Passage to read:

[START]

MacCarthy or Gillingham


----------



## JimmyP (Feb 11, 2006)

when has either of them one lately levi or jeff butt i am pulling for darrin


----------



## Alpha Burnt (Sep 12, 2005)

Levi or Jeremy are my picks.


----------



## 3dshooter25 (Nov 17, 2008)

I'll go with Darrin Christenberry, Levi, and Dan McCarthy in the top 3. Justin Bethel has always done well in Paris though and its very close to his hometown so I wouldn't be surprised to see him win this. I can't wait to get down there. The people of Paris have always taken care of the shooters. Hopefully everyone has a safe trip down there. Good luck everyone!


----------



## storyteller_usa (Mar 22, 2003)

Sorry guys but I have to with my best freind,coach and Rookie to Open Pro.
Justin Bethel
He got his feet wet in West Monroe making his first Pro Shootdown.. Levi has always done good here at Paris but this is Justins home Turf..


----------



## elitegirl500 (Jul 22, 2009)

Im putting my money on Darrin in paris baby. McCrunchinberry!!!


----------



## Bowtech11 (Mar 21, 2006)

Well I am hoping to see Jeff do it once again this year. Darrin is defiantly due


----------



## 1monstertriumph (Aug 17, 2010)

Shooting with Danny evans a week ago it's gonna seem impossible to beat him. He's got it going right now and due for it. Also gotta watch for Kevin Koch to make sone noise!


----------



## Babyk (Jul 5, 2011)

1monstertriumph said:


> Shooting with Danny evans a week ago it's gonna seem impossible to beat him. He's got it going right now and due for it. Also gotta watch for Kevin Koch to make sone noise!


did you know that I am shooting the PRO class in Paris????







Opps I ment the PRO/Am on Thursday they are hosting :wink:

dont have enought arrows right now to shoot the Pro Class with my current shooting situiation!!


----------



## JimmyP (Feb 11, 2006)

levi will welcome the money and you should have fun.


----------



## BowMadinTN (Jan 2, 2010)

asa3dpro said:


> I guess you boys are forgetting my man Jamie Jameson who did straight up slam the door on Levi at the Classic. I believe he is retiring the Alpha Elite for the Vantage Elite so you guys better get those stars out of your eyes and not count him out. But, you have to watch the punchers because they will whip your butt in the wind.
> 
> Robert


 I wouldn't say Jamie "Slammed" the door. He snuffed Levi's candle, sure, but it wasn't a landslide my man. I am neither against or a huge fanboy for Levi, i'm just saying no one has just absolutely shut the man down at a shoot. And yes i do enjoy seeing other people win BESIDES Levi. I was more than happy for Jamie to win the Classic but to say he "straight up slammed the door on Levi" is a bit of an overstatement. Don't you think?


----------



## BowMadinTN (Jan 2, 2010)

Would like to see Hopkins do it! He wore it out in Gainesville!


----------

[END]

Material provided:
[START]

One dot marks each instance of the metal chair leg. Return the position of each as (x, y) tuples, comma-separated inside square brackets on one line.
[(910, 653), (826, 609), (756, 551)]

[END]

In the forum thread about who will win at Paris, why would 3dshooter25 not be surprised to see Justin Bethel win?

Justin Bethel has always done well in Paris, and Paris is very close to his hometown.